## WHAT THIS TASK INVOLVES
Rewrite all the data below, including every request, and shift each bounding-box coordinate in the answers by -123. Leave the pictures out of your answer.

§ §

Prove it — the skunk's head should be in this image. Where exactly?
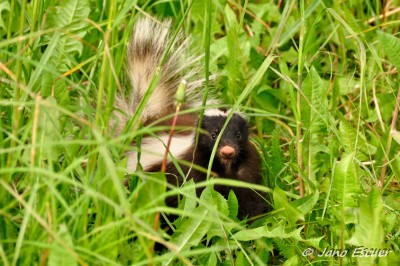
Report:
[198,109,249,166]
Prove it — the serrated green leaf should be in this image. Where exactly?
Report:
[332,153,360,222]
[339,119,375,161]
[347,187,385,248]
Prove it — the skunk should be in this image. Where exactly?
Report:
[115,18,268,219]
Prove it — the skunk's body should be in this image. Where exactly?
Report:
[116,19,267,218]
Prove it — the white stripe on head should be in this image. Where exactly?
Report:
[204,108,231,117]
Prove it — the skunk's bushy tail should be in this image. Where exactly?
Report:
[116,18,203,132]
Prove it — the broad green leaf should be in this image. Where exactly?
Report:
[346,187,385,265]
[378,31,400,70]
[347,187,385,248]
[232,223,303,241]
[168,187,229,263]
[339,119,375,161]
[331,153,360,222]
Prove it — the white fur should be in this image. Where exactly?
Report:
[204,109,231,117]
[127,134,194,172]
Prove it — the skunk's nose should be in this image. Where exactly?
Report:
[219,146,235,158]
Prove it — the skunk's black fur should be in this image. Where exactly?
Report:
[116,19,267,218]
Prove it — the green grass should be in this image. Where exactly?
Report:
[0,0,400,265]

§ §

## EXERCISE RESPONSE
Prove it — the skunk's head should be in this image. Where exactly?
Report:
[75,-14,126,43]
Prove it — the serrated green leaf should be in this image. Where exactly?
Report:
[209,30,237,99]
[216,-4,252,38]
[224,64,262,125]
Prove it — the skunk should be in this image. Where exactly?
Report:
[-8,-105,145,96]
Prove it — the skunk's body should be in this image. Where exactly?
Report:
[-7,-104,144,95]
Prove it — the white stripe on head should be in this image. Where exactly?
Report:
[81,-15,108,-6]
Prove it — the skunk's bushy tail should be in this image. Where exactly?
Report:
[-7,-105,80,9]
Prove it — the broad green leaf should be in this image. Where exactly?
Report:
[223,64,262,142]
[255,-92,277,-53]
[224,64,262,125]
[109,100,180,118]
[45,64,106,140]
[216,-4,252,38]
[208,30,237,99]
Prove it — the white fur should be in this image. Where exactly?
Report:
[81,-14,108,-6]
[4,11,71,49]
Prove it — the skunk's nose should be in this image. Where exactly?
Report:
[96,23,112,35]
Prove it — the skunk's black fur should be in this image. Where exactly?
Report:
[-7,-104,144,95]
Prove it — the green grass should be in this image. Where exactly?
Report:
[-123,-123,277,142]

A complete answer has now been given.